- _Text segment_

____________

Background: Dentatorubral-pallidoluysian atrophy (DRPLA) is a rare, progressive brain disorder caused by a CAG trinucleotide expansion within the atrophin-1 gene, ATN1. There is currently no treatment for DRPLA and little is known about the consequence of ATN1 polyQ expansion on neuronal function. Antisense oligonucleotide (ASO)-based therapy is a promising strategy for this disorder.
Methods: A high throughput ASO screen was designed in BE(2)M-17 neuroblastoma cell line and DRPLA patient induced pluripotent stem cells (iPSC)-derived neurons to reduce ATN1 levels through RNAse H-mediated mRNA knockdown. CRISPR/Cas9 ATN1 knockout (KO) in iPSCs, neuronal precursor cells and iPSC-derived neurons is underway to compare the effect of ATN1 KO on cell survival, proliferation, differentiation, and neuronal function to 1. improve our understanding of ATN1 function, and 2. infer the safety of ATN1 knockdown in the adult CNS as a clinical strategy.

____________

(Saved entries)
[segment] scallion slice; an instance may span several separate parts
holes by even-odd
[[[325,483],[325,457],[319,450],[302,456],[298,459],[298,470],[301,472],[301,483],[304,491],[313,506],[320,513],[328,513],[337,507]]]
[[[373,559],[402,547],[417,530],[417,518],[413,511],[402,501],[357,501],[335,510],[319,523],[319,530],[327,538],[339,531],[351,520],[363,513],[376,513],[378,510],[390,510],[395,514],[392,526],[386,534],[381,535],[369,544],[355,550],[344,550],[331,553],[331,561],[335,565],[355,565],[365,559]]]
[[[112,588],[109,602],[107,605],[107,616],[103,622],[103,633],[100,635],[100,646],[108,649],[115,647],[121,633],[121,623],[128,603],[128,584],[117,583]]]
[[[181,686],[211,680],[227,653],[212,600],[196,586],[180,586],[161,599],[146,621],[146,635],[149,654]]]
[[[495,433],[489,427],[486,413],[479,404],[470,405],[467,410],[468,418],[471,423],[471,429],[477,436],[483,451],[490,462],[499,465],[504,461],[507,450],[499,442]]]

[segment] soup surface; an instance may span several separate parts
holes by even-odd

____________

- _Work request 1_
In the DRPLA abstract, which gene contains the CAG trinucleotide expansion that causes the disorder?
- _Work request 2_
From the DRPLA abstract, extract the passage from "Methods: A high" up to and including "a clinical strategy.".
- _Work request 3_
Write what comes next in the DRPLA abstract, starting after its last sentence.

- _Answer space 1_
The atrophin-1 gene, ATN1.

- _Answer space 2_
Methods: A high throughput ASO screen was designed in BE(2)M-17 neuroblastoma cell line and DRPLA patient induced pluripotent stem cells (iPSC)-derived neurons to reduce ATN1 levels through RNAse H-mediated mRNA knockdown. CRISPR/Cas9 ATN1 knockout (KO) in iPSCs, neuronal precursor cells and iPSC-derived neurons is underway to compare the effect of ATN1 KO on cell survival, proliferation, differentiation, and neuronal function to 1. improve our understanding of ATN1 function, and 2. infer the safety of ATN1 knockdown in the adult CNS as a clinical strategy.

- _Answer space 3_
Results & Conclusions: We identified a number of 2’MOE RNAse H gapmer ASOs targeting ATN1 exonic sequences that demonstrate efficient mRNA knockdown. Preliminary data shows that the increased polyQ expansion in DRPLA patient-derived iPSCs results in accumulation of intracellular p62 aggregates. Future studies will test for rescue of the observed phenotypes with either ASO-mediated ATN1 mRNA knockdown and/or CRISPR-mediated CAG copy number reduction.